- [Amaç]: Lübnan'da yeni hükümetin kurulamayışını ele alan yazıyı, son cümlesinden sonra kaldığı yerden sürdürün.

- [Belge metni]:
╭──

İyad Ebu Şakra
Siyasi analist, tarih araştırmacısı
TT

Öldüren ve öldürmeye devam eden devletsizlik sevgisi

Cumhurbaşkanı Mişel Avn ve hükümeti kurmakla görevli Saad Hariri arasında görevlendirmeden birkaç ay sonra yapılan görüşmenin başarısız olduğu haberi dün Lübnan medyasında ilk sırada yer aldı.
Ne var ki en büyük başarısızlık, açıklanan ve sahada uygulanan pozisyonların gölgesinde bu başarısızlığın aşikar bir mesele olarak ele alınması yerine kendisine bir haber değeri verilmesidir.
Evet, sorun şu ki, birçok kişi yeni hükümetin kurulmasını engelleyen asıl neden hakkında gerçeği söylemeyi hala reddediyor. Amacı bilgilendirmek ya da öyle olduğu varsayılan medya da Lübnan'ın varoluşsal yapısal sorunlarına eğilecek bir hükümetin ortaya çıkışının önüne geçen engellerin arkasındaki sebepleri dillendirmeyi reddediyor. Böyle bir durumda ve kasıtlı dezenformasyon ile bilgisizlik zamanlarında bilmek tehlikeli ve riskli hale gelir. Kesilip tüketilmeden önce ağıllarda şişmanlatılan evcil hayvan sürüleri gibi insanların kaderlerine boyun eğmelerini isteyen ve bunun propagandasını yapanlar için bilenler ve bilgi sahipleri, bir rahatsızlık kaynağına dönüşür.
Nitekim yaklaşık bir hafta önce yalnızca hükümetin kurulmasını değil, Lübnan’da bir devletin var olmasını da engelleyen gerçeği bilen en parlak isimlerinden biri olan Lokman Salim tasfiye edildi.
Tam olarak 16 yıl önce de bir başka isim, Refik Hariri tasfiye edilmişti. Zira bugünkü durumun sağlanması için bu ikisinin tasfiye edilmesi zorunluydu.

╰──

- [Gösterilen veriler]:
╭──

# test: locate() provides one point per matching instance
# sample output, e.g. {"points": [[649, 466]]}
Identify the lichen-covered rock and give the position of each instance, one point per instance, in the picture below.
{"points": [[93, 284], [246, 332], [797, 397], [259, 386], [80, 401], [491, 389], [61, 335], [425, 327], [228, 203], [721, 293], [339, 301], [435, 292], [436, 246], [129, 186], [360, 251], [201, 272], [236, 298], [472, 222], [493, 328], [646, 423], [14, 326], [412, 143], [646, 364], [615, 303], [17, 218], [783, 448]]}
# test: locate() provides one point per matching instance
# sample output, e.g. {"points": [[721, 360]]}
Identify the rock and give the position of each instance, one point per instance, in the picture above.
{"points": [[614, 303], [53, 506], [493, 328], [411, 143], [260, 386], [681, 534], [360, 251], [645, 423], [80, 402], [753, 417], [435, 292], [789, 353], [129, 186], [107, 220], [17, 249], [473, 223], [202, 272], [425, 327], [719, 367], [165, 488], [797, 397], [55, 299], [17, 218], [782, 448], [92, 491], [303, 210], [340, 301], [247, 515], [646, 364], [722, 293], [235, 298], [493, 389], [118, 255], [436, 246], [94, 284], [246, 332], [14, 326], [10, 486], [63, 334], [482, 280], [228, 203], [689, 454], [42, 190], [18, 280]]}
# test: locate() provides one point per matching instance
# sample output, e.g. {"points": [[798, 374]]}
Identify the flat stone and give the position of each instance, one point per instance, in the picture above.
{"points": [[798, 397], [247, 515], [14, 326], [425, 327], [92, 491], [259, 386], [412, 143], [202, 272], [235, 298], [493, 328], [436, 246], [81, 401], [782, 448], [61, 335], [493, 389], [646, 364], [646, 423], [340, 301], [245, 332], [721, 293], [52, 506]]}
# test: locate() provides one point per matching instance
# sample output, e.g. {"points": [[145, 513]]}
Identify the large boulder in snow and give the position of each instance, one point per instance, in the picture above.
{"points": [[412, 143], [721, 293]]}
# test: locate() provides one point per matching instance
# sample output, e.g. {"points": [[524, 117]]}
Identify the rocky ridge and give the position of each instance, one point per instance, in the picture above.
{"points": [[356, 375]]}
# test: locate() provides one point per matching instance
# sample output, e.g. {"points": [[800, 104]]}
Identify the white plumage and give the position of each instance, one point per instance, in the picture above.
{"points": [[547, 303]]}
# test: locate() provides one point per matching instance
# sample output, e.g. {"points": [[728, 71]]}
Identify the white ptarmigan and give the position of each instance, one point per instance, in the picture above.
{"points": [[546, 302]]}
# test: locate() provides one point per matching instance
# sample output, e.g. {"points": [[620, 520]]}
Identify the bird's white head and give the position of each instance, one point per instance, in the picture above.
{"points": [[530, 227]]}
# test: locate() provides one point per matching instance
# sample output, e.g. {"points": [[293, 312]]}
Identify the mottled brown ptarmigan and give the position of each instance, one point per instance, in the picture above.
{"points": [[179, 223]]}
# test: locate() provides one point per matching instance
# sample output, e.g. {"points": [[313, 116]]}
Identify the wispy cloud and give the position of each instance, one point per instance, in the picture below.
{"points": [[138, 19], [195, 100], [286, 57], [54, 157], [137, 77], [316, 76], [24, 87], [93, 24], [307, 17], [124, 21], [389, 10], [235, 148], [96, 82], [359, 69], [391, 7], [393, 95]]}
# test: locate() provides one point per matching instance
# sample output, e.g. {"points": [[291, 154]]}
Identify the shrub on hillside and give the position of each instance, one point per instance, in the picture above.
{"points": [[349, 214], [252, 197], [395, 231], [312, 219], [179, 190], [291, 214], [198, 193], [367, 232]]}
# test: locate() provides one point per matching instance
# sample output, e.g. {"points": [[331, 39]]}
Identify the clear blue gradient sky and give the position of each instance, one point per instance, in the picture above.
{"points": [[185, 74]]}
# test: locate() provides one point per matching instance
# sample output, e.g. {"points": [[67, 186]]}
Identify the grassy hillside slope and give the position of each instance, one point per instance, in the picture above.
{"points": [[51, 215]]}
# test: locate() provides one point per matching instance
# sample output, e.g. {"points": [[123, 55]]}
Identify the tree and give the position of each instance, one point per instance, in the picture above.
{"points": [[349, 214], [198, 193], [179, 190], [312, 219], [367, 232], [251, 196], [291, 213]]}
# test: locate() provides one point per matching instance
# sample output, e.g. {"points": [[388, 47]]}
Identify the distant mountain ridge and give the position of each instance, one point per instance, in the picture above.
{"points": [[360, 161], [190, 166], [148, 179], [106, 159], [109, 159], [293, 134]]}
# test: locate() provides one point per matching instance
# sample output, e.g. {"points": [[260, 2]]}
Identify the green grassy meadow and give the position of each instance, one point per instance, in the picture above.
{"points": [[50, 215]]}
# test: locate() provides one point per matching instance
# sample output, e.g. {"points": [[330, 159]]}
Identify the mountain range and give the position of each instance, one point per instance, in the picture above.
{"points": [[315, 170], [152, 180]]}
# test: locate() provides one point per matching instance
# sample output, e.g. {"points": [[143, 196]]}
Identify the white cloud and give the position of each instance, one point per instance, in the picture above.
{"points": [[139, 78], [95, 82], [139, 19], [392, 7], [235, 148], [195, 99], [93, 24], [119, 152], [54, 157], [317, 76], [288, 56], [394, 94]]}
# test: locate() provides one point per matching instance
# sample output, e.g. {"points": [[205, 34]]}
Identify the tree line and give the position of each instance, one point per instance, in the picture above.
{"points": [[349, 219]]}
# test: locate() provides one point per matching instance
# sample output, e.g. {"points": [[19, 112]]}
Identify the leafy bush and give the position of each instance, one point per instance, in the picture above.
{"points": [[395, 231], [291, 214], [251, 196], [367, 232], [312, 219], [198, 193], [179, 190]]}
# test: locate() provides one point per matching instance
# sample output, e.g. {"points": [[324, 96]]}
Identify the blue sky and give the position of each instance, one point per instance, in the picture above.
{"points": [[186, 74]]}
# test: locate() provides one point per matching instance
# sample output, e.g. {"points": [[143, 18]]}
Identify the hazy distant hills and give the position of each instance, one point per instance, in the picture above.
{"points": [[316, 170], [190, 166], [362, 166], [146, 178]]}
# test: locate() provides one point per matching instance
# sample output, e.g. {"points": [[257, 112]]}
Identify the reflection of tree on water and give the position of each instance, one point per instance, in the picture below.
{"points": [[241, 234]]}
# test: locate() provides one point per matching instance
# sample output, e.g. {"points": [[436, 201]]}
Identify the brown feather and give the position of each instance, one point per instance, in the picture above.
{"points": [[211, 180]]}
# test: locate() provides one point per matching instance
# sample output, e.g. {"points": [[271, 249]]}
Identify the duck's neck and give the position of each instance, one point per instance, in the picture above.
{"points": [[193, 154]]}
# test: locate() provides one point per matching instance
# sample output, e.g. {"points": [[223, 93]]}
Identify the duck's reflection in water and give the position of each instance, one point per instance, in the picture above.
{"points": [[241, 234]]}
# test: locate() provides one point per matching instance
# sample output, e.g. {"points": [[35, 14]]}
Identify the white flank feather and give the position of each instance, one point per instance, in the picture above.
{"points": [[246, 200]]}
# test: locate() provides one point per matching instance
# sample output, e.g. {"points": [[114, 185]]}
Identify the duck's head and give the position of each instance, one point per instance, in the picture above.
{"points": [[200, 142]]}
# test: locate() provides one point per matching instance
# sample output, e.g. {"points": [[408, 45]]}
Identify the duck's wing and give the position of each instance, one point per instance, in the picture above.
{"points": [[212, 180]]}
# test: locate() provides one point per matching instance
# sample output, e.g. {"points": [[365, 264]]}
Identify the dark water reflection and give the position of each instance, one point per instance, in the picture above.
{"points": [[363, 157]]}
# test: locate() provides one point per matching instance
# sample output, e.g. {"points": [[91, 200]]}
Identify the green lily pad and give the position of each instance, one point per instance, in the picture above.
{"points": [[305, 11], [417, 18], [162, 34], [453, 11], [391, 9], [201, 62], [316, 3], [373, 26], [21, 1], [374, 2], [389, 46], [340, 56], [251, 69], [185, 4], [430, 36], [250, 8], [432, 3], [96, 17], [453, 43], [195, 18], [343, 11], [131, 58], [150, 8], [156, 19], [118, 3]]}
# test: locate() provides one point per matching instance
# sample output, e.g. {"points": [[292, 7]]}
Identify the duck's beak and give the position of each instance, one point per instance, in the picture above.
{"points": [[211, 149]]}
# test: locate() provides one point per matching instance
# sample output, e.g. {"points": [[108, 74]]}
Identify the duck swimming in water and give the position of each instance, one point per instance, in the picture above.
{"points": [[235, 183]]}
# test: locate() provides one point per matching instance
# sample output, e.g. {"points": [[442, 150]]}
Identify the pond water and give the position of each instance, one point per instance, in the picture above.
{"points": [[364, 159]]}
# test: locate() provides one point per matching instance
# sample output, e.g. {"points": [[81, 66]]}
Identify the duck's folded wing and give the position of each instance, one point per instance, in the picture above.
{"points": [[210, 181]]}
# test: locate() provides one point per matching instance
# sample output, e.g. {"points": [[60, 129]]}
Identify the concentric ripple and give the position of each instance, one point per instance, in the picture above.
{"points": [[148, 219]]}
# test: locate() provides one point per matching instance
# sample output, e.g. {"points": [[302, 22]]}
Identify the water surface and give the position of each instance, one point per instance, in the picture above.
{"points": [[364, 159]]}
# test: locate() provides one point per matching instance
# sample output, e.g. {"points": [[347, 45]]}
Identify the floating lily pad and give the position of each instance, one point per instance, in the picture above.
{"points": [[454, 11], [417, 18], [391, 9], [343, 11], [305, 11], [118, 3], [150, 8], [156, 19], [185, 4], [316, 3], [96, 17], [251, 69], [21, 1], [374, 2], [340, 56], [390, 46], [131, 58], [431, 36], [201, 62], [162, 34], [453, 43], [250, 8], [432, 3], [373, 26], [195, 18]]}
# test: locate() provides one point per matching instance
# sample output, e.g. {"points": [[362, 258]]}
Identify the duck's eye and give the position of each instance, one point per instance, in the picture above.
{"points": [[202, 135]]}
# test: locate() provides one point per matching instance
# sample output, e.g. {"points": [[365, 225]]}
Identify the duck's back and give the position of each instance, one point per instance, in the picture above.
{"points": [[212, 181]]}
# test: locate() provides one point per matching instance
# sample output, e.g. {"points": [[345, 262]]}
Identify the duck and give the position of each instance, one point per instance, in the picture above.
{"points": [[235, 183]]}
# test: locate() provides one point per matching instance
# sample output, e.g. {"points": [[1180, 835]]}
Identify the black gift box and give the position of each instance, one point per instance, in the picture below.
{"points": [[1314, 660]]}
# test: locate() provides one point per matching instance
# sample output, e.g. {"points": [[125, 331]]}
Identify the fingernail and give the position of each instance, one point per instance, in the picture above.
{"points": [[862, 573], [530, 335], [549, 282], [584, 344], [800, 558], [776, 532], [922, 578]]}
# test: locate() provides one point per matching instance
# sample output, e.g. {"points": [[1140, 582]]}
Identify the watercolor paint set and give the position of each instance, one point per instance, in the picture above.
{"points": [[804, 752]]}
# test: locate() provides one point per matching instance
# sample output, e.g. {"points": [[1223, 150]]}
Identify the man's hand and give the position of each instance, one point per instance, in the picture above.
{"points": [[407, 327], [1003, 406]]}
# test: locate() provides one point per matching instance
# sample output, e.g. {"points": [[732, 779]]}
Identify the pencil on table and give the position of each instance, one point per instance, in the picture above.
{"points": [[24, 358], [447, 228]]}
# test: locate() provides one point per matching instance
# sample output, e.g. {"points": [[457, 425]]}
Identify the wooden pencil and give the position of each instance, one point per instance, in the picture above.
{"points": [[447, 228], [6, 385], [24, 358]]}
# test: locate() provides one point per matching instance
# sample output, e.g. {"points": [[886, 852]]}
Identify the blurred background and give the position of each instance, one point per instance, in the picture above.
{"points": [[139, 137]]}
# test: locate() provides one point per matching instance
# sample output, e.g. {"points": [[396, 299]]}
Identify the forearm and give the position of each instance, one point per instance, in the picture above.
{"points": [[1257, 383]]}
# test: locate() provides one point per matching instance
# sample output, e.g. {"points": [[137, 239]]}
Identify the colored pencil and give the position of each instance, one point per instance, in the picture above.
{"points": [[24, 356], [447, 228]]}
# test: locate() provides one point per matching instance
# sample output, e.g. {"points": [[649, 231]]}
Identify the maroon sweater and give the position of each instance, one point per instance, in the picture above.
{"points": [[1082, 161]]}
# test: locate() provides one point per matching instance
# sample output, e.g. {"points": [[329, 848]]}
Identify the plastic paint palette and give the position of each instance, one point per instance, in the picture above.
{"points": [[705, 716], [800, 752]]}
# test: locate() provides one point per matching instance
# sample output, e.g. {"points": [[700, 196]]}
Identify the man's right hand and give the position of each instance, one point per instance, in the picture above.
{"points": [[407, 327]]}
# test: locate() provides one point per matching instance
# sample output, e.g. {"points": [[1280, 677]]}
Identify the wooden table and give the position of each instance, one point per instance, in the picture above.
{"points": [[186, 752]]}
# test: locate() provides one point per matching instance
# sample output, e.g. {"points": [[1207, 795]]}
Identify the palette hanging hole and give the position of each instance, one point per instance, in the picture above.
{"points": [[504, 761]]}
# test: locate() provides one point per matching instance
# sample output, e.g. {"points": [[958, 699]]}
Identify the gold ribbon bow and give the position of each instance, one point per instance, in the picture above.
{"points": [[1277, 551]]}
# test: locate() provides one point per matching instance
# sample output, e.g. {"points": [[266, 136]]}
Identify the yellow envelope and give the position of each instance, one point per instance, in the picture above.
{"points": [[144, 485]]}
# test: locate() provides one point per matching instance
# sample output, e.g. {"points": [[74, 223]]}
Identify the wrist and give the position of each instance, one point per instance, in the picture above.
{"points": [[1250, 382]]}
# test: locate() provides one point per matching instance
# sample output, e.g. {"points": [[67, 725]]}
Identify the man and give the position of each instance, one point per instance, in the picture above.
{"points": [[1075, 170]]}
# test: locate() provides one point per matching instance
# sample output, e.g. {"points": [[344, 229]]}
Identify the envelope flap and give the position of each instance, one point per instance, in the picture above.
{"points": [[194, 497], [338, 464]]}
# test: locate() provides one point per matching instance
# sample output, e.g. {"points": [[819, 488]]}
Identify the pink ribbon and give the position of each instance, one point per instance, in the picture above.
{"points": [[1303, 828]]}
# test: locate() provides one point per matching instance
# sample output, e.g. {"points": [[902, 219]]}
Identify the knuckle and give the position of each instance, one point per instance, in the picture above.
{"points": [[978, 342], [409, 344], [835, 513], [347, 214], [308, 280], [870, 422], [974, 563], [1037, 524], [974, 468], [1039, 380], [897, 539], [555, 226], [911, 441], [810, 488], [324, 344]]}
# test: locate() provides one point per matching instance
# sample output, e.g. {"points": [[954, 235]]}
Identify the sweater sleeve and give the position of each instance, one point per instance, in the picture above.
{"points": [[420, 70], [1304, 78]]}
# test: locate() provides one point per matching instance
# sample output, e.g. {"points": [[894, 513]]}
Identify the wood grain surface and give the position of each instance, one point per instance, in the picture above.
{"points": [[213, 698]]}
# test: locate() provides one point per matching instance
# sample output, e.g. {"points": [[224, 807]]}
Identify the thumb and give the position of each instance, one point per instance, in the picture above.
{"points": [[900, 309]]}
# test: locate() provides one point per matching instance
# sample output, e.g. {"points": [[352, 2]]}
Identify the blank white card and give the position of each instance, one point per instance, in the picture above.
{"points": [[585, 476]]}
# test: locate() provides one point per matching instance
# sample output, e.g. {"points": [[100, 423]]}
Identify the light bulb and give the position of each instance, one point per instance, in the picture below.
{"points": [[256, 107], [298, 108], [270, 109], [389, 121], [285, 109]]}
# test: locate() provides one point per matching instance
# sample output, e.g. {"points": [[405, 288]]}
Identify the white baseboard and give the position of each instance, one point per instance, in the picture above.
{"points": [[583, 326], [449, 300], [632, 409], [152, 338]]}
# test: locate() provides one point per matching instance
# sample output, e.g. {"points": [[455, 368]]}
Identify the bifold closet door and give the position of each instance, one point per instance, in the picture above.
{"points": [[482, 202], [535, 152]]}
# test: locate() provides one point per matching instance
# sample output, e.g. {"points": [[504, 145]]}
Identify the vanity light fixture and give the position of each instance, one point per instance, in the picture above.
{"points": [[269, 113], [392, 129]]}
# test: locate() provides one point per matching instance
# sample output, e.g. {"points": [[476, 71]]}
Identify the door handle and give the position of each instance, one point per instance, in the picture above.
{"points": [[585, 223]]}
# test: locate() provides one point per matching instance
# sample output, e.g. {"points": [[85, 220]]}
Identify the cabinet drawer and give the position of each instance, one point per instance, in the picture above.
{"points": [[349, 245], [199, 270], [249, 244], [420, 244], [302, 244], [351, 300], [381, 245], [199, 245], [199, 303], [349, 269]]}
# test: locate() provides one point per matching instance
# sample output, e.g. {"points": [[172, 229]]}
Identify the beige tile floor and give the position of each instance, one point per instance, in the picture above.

╰──

- [Görevin yanıtı]:
Bu iki ismin tasfiye edilmeleri ne tesadüftü ne de basit bir görüş ayrılığının sonucuydu. Bilakis nedenleri bundan daha derinlere inerek, üçüncü bir alternatifi olmayan, biri var iken diğerinin olamayacağı iki proje arasında tam ve kesin bir karşıtlığa varıyor.
Denklem basit; Lokman Salim, Refik Hariri ve 2005’ten – hatta 1977’ten- beridir suikastlarla tasfiye edilen çok sayıda şehit hayatta olsaydı, ülkeyi güvenli “posta kutusu”, kara paraların aklandığı “offshore”, yabancı istihbaratların “oyun alanı” ve bölgesel “mutfakları” gibi kullanan bir yapı yerine egemen bir devlet olacaktı. Lokman Salim, Muhammed Şath, George Havi, Semir Kassir, Pierre Cemayel, 2005’ten önce ve sonra öldürülen Şeyh Hasan Halid ve Kemal Canbolat ve diğer birçok isim, katillerinin onlardan kurtulmalarını gerektiren bir “suç” işlediler. Suçları, farklı ideolojik inançlarına rağmen, kiralanan, rehin verilen, hatta eğer ücreti kabul edilebilir ise satılan büyük bir cezaevi içinde kirli komisyonculukların, şüpheli bölgesel pazarlıkların dışında bir devletin hayalini kurmaları ve bağımsızlığa inanmaları.
Gerçekten de bu isimler ve devlet projesine inanan başkaları tasfiye edilmeselerdi, Lübnan bugün içinde boğulduğu devletsizlik durumuna sürüklenmezdi.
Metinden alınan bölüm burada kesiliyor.